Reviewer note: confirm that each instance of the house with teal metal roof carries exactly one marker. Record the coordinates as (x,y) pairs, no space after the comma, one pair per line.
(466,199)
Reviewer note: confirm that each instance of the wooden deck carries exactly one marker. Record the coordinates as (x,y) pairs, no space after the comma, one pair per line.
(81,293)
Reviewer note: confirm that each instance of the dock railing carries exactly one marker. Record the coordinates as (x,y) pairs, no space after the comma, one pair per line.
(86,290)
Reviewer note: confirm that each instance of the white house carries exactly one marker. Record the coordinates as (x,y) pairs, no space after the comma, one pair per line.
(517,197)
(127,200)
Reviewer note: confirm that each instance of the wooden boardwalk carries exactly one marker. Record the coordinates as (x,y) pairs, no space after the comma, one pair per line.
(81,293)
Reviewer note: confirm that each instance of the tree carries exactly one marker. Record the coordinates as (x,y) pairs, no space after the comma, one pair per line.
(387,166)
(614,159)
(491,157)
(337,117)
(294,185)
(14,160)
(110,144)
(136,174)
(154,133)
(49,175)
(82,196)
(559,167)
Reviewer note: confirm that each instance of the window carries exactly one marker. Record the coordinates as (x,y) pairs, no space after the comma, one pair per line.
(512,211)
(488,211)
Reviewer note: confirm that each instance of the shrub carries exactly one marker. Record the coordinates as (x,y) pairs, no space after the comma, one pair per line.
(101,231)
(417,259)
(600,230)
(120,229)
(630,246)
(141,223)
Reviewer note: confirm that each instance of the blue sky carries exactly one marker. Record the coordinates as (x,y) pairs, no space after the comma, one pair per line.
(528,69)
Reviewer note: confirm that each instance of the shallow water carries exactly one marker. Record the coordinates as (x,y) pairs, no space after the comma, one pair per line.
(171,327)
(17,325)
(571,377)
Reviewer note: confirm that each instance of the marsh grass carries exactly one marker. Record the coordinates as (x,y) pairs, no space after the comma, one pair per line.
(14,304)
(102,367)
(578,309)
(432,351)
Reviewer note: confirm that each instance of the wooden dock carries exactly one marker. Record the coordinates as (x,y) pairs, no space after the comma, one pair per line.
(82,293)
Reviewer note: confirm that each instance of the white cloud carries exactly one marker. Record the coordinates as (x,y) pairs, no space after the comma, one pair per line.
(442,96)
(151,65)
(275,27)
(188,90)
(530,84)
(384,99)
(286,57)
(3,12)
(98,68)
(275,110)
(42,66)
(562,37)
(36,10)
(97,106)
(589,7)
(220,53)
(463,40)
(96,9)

→ **Tujuan Latihan**:
Salin ulang baris-baris data di atas tanpa perubahan apa pun, mulai dari baris yang memuat "Reviewer note: confirm that each instance of the shallow" sampai baris terakhir data, dengan kedua ujungnya ikut disalin.

→ **Hasil**:
Reviewer note: confirm that each instance of the shallow water carries exactly one marker. Record the coordinates as (x,y) pairs, no space after the comma, one pair per line.
(171,327)
(17,325)
(571,377)
Reviewer note: confirm that each instance of the marsh grass carries exactly one marker. Record the coordinates as (x,y) pairs, no space after the comma, one pair per line.
(14,304)
(102,367)
(578,309)
(432,351)
Reviewer note: confirm that each instance of the wooden dock carries exactly one marker. Record the coordinates as (x,y) pairs, no space after the comma, one pair per line.
(82,293)
Reviewer note: confirm that each instance of the white cloud carries exactly one marker. Record the coordinates as (x,y) pairs, no space after the comma, one pair per line.
(442,96)
(151,65)
(275,27)
(188,90)
(530,84)
(384,99)
(286,57)
(3,12)
(98,68)
(275,110)
(42,66)
(562,37)
(36,10)
(97,106)
(589,7)
(220,53)
(463,40)
(96,9)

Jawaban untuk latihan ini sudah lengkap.